═══ Текст для чтения ═══

Отцовство

Эпштейн Михаил Наумович

XVI. Новая жизнь

 

 

Я радуюсь еще большему приобретению, чем предстоящему рождению второго ребенка, — ведь теперь и для тебя рождается новый мир, в котором ты — сестра.

 

1

26 сентября 1980 года. Две недели, как ты начала ходить. Два месяца, как тебе исполнился год. Два года, как вдохнули мы тебя в эту жизнь.

Узнай то, что мы с достоверностью узнали сегодня: у тебя будет брат или сестра!

Радуйся, девочка! Ты уже чья-то сестра.

«Брат», «сестра» — в этих словах есть какая-то целомудренная строгость, быть может, привкус монастырских обычаев, где ушедшие от всего мирского так именуют друг друга перед лицом общего Отца. Собственных братьев и сестер у меня не было, и понятия эти, лишенные семейной привычки, сразу явились как образы духовной посвященности.

═══

**Задачи для выполнения:**
A) Выведите без изменений часть текста об отцовстве: всё от слов «Я радуюсь еще» и вниз до слов «уже чья-то сестра.».
B) Допишите текст об отцовстве, начав сразу после его последнего предложения.

═══ Сохранённые записи ═══

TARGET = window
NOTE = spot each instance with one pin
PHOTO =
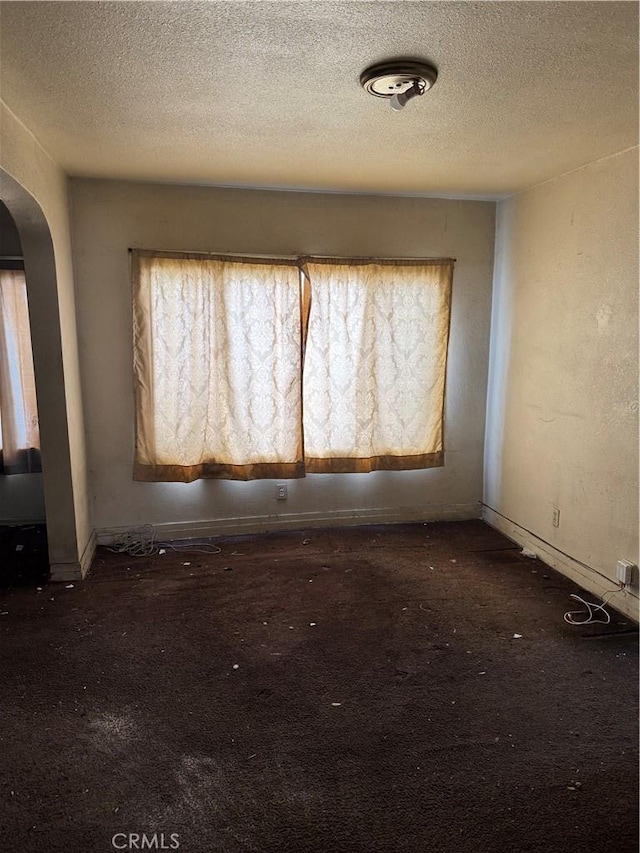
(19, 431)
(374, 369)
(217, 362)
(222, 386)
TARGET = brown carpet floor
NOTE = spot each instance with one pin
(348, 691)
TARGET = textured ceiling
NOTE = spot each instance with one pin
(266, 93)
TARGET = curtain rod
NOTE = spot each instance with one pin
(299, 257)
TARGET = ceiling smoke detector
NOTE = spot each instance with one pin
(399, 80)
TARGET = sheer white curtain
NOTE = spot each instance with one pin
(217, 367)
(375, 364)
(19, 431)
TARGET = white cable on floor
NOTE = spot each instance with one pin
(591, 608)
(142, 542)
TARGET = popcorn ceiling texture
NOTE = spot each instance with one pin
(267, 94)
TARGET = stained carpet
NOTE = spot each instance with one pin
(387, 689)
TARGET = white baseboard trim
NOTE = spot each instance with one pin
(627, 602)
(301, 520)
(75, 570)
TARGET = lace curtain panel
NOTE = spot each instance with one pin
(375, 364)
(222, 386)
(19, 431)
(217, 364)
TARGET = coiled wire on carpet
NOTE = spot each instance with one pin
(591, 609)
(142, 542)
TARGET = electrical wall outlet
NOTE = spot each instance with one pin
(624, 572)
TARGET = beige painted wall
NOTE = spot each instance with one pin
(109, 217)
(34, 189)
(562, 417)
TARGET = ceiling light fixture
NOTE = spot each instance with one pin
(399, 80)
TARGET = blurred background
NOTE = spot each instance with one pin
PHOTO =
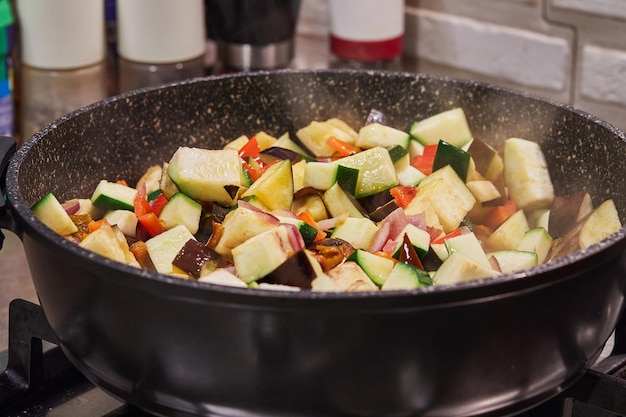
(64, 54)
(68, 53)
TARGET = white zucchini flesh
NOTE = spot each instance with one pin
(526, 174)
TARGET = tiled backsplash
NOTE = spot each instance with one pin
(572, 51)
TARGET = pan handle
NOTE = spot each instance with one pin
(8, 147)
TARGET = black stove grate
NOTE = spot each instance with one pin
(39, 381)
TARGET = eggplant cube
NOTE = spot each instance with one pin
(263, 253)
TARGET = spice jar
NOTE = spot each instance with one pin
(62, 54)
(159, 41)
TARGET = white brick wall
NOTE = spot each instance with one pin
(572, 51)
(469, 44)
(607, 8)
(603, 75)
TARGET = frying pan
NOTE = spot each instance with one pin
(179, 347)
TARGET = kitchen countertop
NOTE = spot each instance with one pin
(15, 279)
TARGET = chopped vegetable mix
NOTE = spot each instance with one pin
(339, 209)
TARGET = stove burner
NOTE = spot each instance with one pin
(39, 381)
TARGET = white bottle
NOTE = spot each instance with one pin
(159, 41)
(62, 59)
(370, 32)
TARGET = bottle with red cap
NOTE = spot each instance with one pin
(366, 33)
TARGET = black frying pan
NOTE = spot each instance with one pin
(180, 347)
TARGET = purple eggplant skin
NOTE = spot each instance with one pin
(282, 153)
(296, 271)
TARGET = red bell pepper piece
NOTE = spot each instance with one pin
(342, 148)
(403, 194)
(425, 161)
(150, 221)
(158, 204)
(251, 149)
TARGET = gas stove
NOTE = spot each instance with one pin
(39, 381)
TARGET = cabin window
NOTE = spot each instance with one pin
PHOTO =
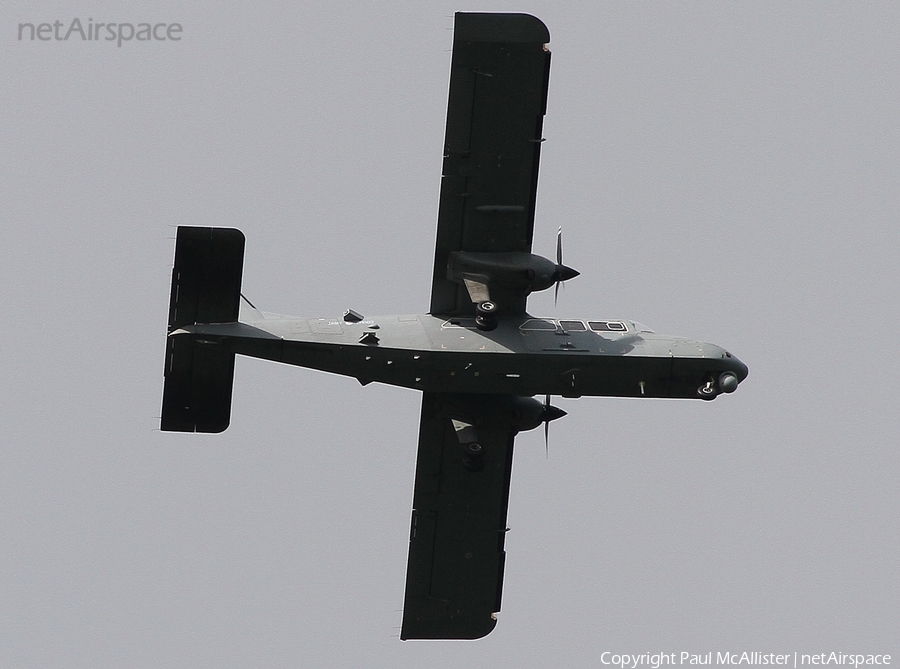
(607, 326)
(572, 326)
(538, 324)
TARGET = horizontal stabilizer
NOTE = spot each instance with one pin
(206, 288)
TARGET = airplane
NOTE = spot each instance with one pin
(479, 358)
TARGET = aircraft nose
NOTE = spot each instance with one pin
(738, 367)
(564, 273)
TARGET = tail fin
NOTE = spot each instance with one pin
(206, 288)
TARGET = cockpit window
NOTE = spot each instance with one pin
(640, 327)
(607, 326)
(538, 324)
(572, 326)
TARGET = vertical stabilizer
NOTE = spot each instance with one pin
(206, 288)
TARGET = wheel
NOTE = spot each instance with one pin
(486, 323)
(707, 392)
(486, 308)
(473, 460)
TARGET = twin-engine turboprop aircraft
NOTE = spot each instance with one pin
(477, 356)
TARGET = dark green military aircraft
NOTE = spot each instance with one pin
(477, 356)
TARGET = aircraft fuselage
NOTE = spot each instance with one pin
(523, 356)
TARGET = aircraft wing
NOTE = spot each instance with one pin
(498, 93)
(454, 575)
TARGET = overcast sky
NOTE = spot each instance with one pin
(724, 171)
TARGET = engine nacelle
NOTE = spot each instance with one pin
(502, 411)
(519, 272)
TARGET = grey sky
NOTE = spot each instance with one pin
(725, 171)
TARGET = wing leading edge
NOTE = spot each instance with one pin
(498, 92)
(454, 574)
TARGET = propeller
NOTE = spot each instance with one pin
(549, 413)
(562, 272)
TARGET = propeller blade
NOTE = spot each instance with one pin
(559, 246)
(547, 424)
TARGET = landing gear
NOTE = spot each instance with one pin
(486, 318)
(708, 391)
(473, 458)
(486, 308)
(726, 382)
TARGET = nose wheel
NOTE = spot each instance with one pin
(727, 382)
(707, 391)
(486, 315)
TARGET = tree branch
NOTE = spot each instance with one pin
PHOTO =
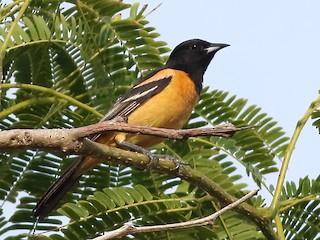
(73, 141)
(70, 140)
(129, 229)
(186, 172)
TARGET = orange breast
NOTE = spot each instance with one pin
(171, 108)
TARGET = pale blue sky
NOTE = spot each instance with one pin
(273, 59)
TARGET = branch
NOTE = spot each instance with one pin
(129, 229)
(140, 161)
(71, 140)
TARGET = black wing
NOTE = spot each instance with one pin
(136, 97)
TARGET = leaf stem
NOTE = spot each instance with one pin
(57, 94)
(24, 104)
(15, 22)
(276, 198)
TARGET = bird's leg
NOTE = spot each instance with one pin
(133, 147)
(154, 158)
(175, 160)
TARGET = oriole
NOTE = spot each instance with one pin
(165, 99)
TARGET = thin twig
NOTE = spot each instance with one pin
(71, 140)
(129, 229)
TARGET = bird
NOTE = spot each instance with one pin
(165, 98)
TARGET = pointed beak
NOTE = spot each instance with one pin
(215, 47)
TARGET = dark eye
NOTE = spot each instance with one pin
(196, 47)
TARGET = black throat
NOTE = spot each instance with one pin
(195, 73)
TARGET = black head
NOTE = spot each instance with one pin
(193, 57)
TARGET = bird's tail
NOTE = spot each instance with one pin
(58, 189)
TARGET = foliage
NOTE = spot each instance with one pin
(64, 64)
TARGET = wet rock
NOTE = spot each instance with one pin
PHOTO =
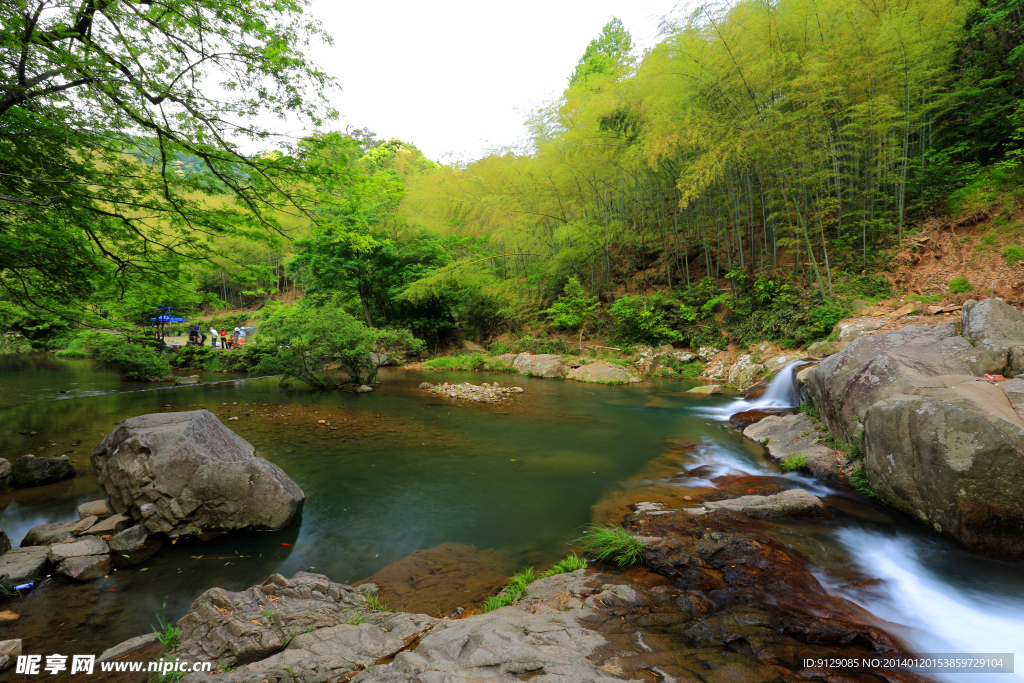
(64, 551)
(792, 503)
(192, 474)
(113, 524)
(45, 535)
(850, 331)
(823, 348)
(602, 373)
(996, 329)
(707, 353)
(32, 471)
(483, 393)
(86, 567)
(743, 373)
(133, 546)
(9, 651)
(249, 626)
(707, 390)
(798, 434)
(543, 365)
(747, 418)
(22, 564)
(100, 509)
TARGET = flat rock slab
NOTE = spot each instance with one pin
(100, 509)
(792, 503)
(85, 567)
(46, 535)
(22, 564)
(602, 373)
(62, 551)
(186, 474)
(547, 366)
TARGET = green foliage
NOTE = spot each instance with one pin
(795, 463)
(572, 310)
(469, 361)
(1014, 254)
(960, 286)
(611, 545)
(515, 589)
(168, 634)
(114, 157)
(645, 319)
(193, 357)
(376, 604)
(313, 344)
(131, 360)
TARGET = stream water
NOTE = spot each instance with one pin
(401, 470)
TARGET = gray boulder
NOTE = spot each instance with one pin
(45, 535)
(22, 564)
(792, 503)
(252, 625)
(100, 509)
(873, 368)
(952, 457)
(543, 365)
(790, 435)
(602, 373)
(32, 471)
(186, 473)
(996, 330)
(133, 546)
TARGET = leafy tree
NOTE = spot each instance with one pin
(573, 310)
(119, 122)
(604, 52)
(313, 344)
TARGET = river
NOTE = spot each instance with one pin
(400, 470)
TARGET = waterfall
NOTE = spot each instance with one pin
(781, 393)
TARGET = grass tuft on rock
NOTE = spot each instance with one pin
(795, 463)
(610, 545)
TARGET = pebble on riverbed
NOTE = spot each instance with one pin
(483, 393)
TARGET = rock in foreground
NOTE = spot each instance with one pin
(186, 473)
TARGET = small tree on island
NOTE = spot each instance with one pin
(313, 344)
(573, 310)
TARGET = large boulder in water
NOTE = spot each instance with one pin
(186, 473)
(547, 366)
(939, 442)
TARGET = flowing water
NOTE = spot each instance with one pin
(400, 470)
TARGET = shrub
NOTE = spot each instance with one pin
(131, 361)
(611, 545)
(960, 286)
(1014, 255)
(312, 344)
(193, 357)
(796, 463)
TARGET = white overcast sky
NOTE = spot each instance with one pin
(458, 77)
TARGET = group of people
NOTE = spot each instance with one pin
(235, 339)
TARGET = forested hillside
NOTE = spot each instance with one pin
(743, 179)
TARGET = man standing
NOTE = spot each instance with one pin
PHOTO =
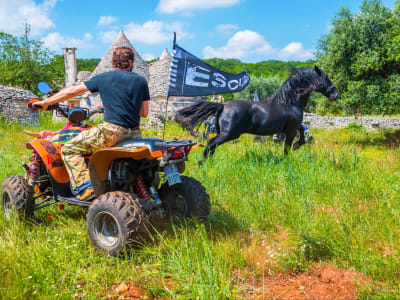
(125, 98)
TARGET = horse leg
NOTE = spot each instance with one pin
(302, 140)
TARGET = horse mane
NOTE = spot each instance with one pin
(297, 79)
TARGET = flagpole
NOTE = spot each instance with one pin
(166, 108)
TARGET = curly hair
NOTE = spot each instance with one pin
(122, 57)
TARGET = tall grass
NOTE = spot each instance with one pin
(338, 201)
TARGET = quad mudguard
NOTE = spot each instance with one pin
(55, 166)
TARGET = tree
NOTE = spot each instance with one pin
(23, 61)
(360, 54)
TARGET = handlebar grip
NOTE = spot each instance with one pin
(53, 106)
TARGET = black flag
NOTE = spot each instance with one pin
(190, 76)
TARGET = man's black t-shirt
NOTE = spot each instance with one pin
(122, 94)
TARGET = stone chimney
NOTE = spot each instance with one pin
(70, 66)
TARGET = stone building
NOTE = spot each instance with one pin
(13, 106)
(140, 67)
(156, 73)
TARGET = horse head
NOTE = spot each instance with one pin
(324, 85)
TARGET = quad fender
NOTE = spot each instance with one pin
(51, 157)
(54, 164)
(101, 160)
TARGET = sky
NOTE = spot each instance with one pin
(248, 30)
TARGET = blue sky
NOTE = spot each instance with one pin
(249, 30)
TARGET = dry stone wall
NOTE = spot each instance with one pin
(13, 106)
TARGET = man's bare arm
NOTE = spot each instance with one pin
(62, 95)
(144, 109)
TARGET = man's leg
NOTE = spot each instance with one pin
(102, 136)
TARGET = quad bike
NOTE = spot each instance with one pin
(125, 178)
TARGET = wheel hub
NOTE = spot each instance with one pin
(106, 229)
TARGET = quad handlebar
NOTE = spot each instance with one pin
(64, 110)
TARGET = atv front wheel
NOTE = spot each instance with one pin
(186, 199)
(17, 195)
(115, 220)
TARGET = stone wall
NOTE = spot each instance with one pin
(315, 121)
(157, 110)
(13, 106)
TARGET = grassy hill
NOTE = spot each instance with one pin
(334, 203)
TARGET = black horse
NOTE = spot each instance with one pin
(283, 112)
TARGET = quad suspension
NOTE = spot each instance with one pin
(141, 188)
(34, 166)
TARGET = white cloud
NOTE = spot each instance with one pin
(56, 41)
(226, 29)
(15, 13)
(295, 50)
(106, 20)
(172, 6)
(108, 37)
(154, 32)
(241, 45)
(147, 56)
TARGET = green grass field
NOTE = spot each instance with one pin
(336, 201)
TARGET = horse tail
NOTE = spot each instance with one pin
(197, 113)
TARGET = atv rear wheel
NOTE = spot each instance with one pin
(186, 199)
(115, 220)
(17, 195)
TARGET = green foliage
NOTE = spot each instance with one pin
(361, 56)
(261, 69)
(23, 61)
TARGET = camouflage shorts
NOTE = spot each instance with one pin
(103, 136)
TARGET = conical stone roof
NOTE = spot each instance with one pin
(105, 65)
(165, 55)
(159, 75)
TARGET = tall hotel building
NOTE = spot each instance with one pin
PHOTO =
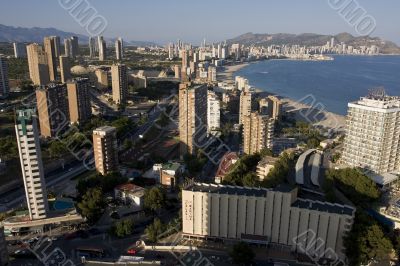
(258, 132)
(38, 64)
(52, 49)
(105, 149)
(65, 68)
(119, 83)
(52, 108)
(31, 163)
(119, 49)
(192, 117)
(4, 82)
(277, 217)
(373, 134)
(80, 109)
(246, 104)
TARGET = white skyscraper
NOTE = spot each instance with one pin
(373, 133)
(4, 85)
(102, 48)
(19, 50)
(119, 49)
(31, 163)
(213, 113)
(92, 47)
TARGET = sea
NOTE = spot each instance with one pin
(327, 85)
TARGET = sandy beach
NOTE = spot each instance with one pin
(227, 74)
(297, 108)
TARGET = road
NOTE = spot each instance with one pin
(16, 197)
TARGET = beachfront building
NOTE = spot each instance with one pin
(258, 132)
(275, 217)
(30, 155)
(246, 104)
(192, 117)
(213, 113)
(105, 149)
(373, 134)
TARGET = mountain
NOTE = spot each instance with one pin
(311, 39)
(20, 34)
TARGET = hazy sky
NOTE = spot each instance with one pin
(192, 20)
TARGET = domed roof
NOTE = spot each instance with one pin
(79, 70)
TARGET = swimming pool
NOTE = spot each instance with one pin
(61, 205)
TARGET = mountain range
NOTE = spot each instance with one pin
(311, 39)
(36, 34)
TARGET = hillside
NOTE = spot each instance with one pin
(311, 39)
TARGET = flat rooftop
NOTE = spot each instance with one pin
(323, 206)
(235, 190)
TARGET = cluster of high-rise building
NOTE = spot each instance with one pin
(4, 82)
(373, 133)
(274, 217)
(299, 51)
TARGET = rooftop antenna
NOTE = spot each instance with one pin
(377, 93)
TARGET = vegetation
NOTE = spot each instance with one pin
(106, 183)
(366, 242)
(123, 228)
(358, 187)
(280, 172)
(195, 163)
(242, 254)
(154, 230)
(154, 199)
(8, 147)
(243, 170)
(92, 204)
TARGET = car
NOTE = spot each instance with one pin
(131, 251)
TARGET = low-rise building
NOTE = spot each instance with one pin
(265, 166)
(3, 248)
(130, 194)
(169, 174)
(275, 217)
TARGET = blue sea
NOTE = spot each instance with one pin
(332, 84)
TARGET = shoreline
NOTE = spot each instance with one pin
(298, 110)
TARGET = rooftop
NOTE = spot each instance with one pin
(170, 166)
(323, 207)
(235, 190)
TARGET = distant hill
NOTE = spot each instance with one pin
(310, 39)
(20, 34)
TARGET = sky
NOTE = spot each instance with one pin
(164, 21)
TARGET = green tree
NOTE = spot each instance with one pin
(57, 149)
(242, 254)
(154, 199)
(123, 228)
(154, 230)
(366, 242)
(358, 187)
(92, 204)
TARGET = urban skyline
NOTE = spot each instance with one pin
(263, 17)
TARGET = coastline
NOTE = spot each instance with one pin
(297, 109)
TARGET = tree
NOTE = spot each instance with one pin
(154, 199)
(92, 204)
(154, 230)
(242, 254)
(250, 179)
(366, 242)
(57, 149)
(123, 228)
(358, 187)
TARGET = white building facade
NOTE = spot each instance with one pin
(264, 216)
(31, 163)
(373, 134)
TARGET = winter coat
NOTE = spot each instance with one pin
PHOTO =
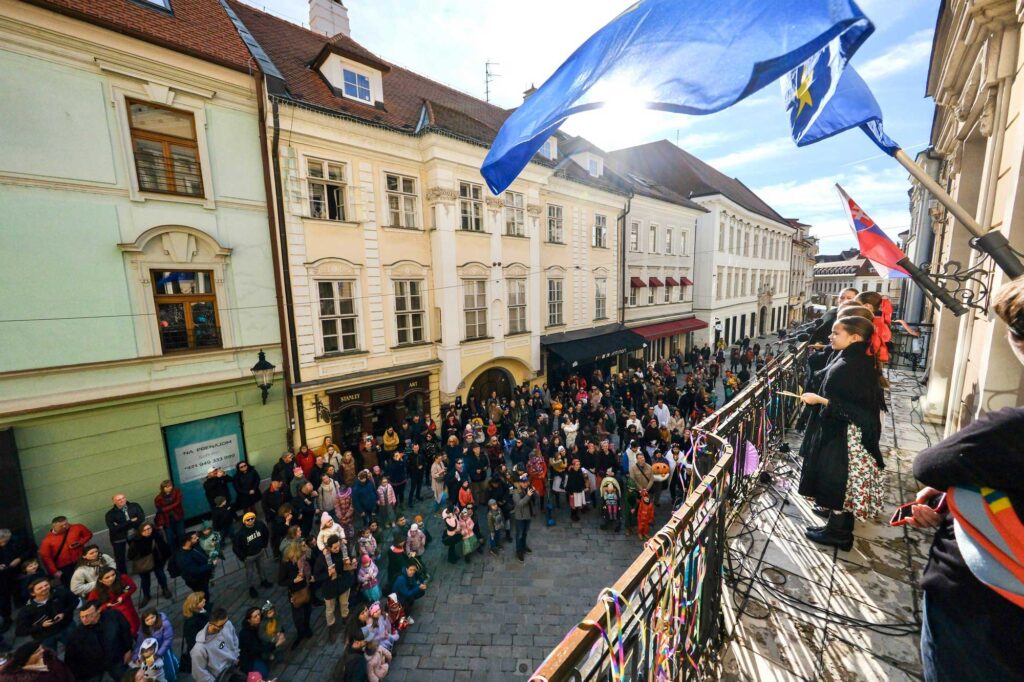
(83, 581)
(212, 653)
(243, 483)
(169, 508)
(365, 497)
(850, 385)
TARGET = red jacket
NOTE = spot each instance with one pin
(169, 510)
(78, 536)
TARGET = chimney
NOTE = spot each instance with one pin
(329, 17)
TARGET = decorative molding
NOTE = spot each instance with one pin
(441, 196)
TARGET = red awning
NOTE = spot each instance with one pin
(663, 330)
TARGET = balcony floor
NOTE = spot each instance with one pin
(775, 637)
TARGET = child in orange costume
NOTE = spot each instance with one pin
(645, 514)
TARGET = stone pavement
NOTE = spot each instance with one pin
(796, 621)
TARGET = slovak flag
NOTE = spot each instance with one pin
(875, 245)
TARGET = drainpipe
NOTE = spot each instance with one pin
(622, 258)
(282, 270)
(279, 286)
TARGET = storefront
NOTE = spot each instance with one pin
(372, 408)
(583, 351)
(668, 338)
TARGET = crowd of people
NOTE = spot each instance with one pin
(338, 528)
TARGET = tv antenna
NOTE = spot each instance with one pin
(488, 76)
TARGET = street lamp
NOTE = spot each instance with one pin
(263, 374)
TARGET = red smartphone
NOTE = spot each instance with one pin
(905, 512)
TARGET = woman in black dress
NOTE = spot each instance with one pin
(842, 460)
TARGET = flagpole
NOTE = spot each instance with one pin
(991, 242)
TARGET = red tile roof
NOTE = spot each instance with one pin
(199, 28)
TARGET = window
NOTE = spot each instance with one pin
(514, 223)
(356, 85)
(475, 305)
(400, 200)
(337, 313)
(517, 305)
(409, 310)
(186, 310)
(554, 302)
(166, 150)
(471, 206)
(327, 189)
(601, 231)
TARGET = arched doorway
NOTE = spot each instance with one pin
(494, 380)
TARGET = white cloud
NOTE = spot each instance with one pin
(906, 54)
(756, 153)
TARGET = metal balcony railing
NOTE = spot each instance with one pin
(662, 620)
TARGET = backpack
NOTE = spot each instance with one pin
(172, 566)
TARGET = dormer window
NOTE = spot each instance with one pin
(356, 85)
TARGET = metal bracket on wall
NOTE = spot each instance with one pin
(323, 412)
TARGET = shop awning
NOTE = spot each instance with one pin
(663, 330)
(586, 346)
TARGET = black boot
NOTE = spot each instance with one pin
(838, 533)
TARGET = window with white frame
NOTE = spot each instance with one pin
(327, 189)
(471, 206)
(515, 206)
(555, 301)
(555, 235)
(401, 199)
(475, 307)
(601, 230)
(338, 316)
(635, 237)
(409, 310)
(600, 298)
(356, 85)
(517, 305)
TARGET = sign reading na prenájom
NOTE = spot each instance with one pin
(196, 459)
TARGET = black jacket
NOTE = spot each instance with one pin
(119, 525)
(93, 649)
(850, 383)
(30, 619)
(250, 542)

═══

**Письменные ответы:**
A)
Я радуюсь еще большему приобретению, чем предстоящему рождению второго ребенка, — ведь теперь и для тебя рождается новый мир, в котором ты — сестра.

 

1

26 сентября 1980 года. Две недели, как ты начала ходить. Два месяца, как тебе исполнился год. Два года, как вдохнули мы тебя в эту жизнь.

Узнай то, что мы с достоверностью узнали сегодня: у тебя будет брат или сестра!

Радуйся, девочка! Ты уже чья-то сестра.

B)
С юности мне нравилась система «предустановленной гармонии» по Лейбницу: каждое существо — замкнутая монада, которая общается с другими не через двери или окна своего «я», а через общую основу, предустановленную от Бога. Эта связь личностей-монад через родительское начало и есть братство и сестринство: взаимная укорененность при полной независимости — два необходимых условия нравственного отношения между людьми.

Если религиозные отношения строятся по вертикали, от людей к Богу, то этические — по горизонтали, от человека к человеку. Семья — наглядная модель того, как этическое возникает из религиозного: отношения между детьми — из их отношений с родителями. Но у этики своя область равных и сопутствующих, где лепится новый, более полный и зрелый образ человека, не заданный ему от рождения. Отец и ребенок друг другу не «другие», ибо рожденный пребывал в родителе, как родитель пребывает в рожденном. Старшему — почитание, младшему — покровительство. Но опыт воспитующей взаимности можно по-настоящему почерпнуть лишь из отношений с братьями и сестрами.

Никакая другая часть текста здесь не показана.